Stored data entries
********

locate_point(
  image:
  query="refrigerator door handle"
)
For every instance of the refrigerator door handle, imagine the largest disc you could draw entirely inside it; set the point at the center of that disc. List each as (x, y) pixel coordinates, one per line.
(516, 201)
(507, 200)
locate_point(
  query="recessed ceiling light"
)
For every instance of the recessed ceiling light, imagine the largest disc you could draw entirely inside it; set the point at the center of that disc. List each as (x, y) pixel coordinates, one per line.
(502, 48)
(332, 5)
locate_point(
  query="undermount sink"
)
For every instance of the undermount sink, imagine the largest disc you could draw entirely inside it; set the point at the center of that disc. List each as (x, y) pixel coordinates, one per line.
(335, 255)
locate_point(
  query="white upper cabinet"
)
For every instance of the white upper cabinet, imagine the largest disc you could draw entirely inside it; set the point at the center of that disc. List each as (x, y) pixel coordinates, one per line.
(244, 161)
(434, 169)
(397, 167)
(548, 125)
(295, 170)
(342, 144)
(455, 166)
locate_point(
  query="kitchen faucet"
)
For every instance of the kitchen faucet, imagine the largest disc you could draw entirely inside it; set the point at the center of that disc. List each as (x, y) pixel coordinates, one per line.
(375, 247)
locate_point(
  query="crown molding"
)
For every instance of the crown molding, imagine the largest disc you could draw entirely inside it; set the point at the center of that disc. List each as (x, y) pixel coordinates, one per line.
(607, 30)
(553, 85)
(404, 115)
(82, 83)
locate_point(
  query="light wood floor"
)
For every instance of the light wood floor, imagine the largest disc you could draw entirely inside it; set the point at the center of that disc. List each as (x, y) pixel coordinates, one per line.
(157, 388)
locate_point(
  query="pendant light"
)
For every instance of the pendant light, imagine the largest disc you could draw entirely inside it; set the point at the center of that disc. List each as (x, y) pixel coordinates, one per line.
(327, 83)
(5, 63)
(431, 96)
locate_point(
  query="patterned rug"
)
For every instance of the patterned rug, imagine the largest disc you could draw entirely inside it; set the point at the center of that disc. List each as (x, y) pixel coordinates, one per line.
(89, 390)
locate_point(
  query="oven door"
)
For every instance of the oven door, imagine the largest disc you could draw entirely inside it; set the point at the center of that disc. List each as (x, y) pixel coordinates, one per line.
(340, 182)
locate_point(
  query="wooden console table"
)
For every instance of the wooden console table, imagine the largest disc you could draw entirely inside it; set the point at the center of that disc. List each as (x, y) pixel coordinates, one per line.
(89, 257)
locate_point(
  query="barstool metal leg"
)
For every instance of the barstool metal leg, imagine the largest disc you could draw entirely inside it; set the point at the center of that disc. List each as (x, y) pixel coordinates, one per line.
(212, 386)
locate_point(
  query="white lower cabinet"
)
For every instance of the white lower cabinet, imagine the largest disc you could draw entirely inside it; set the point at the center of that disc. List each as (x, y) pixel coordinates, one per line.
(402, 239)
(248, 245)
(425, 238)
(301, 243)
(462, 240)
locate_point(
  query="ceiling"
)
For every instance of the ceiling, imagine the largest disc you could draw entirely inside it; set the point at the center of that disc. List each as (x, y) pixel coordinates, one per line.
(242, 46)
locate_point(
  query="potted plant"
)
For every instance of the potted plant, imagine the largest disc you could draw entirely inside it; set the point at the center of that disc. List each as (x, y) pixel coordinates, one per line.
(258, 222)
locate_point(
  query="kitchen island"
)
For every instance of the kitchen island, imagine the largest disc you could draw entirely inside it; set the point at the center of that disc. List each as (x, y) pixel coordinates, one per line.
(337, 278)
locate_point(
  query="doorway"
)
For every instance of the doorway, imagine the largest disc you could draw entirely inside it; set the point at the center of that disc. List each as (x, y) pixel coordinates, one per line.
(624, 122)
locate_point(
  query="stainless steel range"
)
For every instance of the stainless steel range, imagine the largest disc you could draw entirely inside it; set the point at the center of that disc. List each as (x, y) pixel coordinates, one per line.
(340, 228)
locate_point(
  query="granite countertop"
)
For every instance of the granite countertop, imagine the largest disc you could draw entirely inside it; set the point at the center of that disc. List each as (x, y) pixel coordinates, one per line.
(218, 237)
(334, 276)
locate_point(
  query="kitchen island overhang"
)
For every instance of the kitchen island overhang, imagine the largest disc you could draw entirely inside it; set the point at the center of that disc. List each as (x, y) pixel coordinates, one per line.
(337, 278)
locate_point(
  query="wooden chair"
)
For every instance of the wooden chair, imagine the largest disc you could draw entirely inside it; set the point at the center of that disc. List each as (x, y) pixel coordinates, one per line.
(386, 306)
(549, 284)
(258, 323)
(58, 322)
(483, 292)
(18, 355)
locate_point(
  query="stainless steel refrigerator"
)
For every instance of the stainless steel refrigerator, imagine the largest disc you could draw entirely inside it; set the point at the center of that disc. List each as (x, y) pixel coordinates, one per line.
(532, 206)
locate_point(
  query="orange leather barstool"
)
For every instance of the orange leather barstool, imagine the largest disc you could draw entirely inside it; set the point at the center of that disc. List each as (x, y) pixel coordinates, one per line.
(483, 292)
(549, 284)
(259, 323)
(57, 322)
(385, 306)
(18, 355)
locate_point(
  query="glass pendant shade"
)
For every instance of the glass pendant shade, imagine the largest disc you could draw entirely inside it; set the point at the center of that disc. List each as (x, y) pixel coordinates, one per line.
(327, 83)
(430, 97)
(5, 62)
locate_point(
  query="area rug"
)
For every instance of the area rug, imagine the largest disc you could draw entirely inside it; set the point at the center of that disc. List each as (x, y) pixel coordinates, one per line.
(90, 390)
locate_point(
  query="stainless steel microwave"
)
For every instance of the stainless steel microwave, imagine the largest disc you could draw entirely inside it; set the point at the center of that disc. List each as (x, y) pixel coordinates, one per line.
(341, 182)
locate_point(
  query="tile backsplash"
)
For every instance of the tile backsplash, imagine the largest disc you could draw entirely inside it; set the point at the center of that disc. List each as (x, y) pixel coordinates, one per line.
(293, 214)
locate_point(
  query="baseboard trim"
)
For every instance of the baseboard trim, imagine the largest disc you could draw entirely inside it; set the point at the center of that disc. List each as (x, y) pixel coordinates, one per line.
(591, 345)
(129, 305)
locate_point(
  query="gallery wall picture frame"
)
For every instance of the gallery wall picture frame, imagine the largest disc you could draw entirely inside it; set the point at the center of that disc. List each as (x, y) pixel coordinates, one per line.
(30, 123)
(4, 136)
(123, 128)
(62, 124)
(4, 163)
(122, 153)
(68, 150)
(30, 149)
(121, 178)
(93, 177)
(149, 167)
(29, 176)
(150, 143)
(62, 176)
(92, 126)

********

Every entry above should be transcribed exactly as it appears.

locate_point(
  image:
  query="refrigerator door handle"
)
For every instance of the refrigerator door handle, imagine the largest disc you could draw entirely inside it; set the point at the center of that disc. List each as (x, y) pixel coordinates, one per line.
(516, 201)
(507, 200)
locate_point(
  query="recessed ceiling light"
)
For every instance of the recessed ceiling light, imagine the largest disc you could draw entirely inside it; set the point at the center of that disc. List each as (x, y) pixel coordinates, one per line.
(502, 48)
(332, 5)
locate_point(
  query="undermount sink"
)
For every instance of the undermount sink, imagine the largest disc you could draw entirely inside it; set the point at the center of that disc. List each as (x, y) pixel coordinates, one per line.
(335, 255)
locate_point(
  query="white upper cabinet"
)
For every instance of the white upper cabinet, imagine the largest disc you could draw entirely inside it; set the point at the center of that disc. List each as (x, y) pixel coordinates, one per line.
(244, 161)
(434, 169)
(397, 167)
(548, 125)
(295, 170)
(342, 144)
(455, 166)
locate_point(
  query="kitchen faucet"
)
For every instance of the kitchen faucet, imagine the largest disc you could draw entirely inside it; set the point at the center of that disc. List each as (x, y) pixel coordinates, one per line.
(375, 247)
locate_point(
  query="crown molding"
)
For every instance of the crown molding, imagine the largest disc you could draw entirely inside it; set the point at the center of that disc. List each as (x, y) pixel coordinates, one per line.
(607, 30)
(553, 85)
(404, 115)
(82, 83)
locate_point(
  query="light wood floor"
)
For every instance of the light wood floor, imagine the largest disc you could draw entirely inside it; set the point at the center of that disc. List each as (x, y) pixel coordinates, one per line.
(157, 388)
locate_point(
  query="pendant light"
)
For every instance of the pendant light, imagine the largest disc you could draw entirely inside it; set the point at the center of that disc. List each as (x, y) pixel coordinates, one per line.
(327, 83)
(5, 63)
(431, 96)
locate_point(
  query="patterned rug"
)
For every instance of the patterned rug, imagine the largest disc you could draw entirely inside it; set the point at the center of that disc. List each as (x, y) pixel coordinates, one per line.
(89, 390)
locate_point(
  query="oven door"
)
For every instance of the oven door, imagine the largest disc you could draw entirely inside it; set the point at the center of that disc. List each as (x, y) pixel coordinates, one per line.
(340, 182)
locate_point(
  query="wooden console table"
)
For every instance of the wooden console table, imagine the largest disc you could draw entirely inside it; set the point at the center of that disc. List each as (x, y) pixel coordinates, one per line.
(89, 257)
locate_point(
  query="barstool metal leg"
)
For every instance of the barstool metal leg, imagine the largest disc you could draw entirely inside it; set the point at the center of that disc. List each as (x, y) pixel coordinates, one per line.
(212, 386)
locate_point(
  query="white lower cabinet"
)
For every instance of the white lower cabinet, imagine the largest disc you could draw entirely inside it; set the point at the center of that disc. List each as (x, y) pixel coordinates, one per line.
(402, 239)
(248, 245)
(425, 238)
(301, 243)
(462, 240)
locate_point(
  query="ceiling"
)
For every instance of the ceiling, imagine the largest disc you could draw entirely inside it; set the point at the center of that disc. List each as (x, y) pixel coordinates, one per line.
(242, 46)
locate_point(
  query="potted plant"
)
For every instance of the potted plant, imagine the largest disc you could draw entirely inside it; set the point at the center of that disc. List each as (x, y) pixel coordinates, one per line.
(258, 222)
locate_point(
  query="kitchen island"
)
For every instance of the kitchen island, imagine the largest disc you could draw entirely inside it; set the point at the center of that disc. List each as (x, y) pixel coordinates, one per line.
(337, 278)
locate_point(
  query="doorway"
)
For every instance of the doorway, imagine the largest disc you could draw entirely inside it; set the point at the center of that disc. List each as (x, y) pixel coordinates, one per line.
(624, 122)
locate_point(
  query="stainless steel range"
)
For every instance of the stainless steel range, imagine the largest disc you could draw entirely inside it; set the point at the center of that disc. List each as (x, y) pixel coordinates, one per line.
(340, 228)
locate_point(
  query="granite countertop"
)
For every instance of the granite countertop, imagine the largest disc you could draw entirely inside it; set the point at the center of that disc. List each as (x, y) pixel coordinates, one per line.
(218, 237)
(334, 276)
locate_point(
  query="kitchen island overhang"
)
For every instance of the kitchen island overhang, imagine the largest disc you could draw entirely inside it; set the point at the center of that disc. List each as (x, y) pixel coordinates, one per line.
(337, 278)
locate_point(
  query="wooden chair"
)
For every instance of the wooden chair, imagine the largest disc you could draw entirely inside it; set the point at the center of that disc. List each as (x, y) pixel coordinates, one per line.
(386, 306)
(549, 284)
(258, 323)
(58, 322)
(483, 292)
(18, 355)
locate_point(
  query="stainless steel refrigerator"
)
For every instance of the stainless steel refrigerator, imagine the largest disc you could draw entirely inside it; set the point at the center of that disc. List each as (x, y) pixel coordinates, one per line.
(532, 206)
locate_point(
  query="orange leather barstool"
)
For every instance of the orange leather barstool, imagine the largest disc you could draw entirely inside it; set the point at the center of that disc. List each as (x, y) pixel coordinates, one per line.
(483, 292)
(549, 284)
(259, 323)
(57, 322)
(385, 306)
(18, 355)
locate_point(
  query="glass pendant shade"
)
For every instance of the glass pendant shade, imagine the largest disc you could draw entirely inside it; set the point at the center of that disc. List each as (x, y) pixel coordinates, one per line.
(327, 83)
(430, 97)
(5, 62)
locate_point(
  query="area rug"
)
For every instance of the area rug, imagine the largest disc you could draw entirely inside it; set the point at the center of that disc. List each as (x, y) pixel coordinates, one per line.
(90, 390)
locate_point(
  query="stainless steel microwave"
)
For every instance of the stainless steel microwave, imagine the largest disc you could draw entirely inside it; set the point at the center of that disc. List each as (x, y) pixel coordinates, one per line.
(341, 182)
locate_point(
  query="tile backsplash"
)
For every instance of the tile backsplash, imagine the largest disc you could draw entirely inside it; set the point at the center of that disc. List each as (x, y) pixel coordinates, one per line.
(293, 214)
locate_point(
  query="baseboard trim"
)
For every instance of the baseboard trim, imagine the largest disc you could draw entirely inside it; set the point at the center of that disc. List each as (x, y) pixel coordinates, one per line.
(591, 345)
(129, 305)
locate_point(
  query="gallery wall picture frame"
)
For every instance of the gallery wall picture frame, imagine the largest disc you could draw entirely inside it; set the point at the center of that disc. List each as (x, y) pixel coordinates, one per line.
(30, 123)
(4, 136)
(123, 128)
(62, 124)
(4, 163)
(122, 153)
(68, 150)
(30, 149)
(121, 178)
(93, 177)
(149, 167)
(29, 176)
(150, 143)
(62, 176)
(92, 126)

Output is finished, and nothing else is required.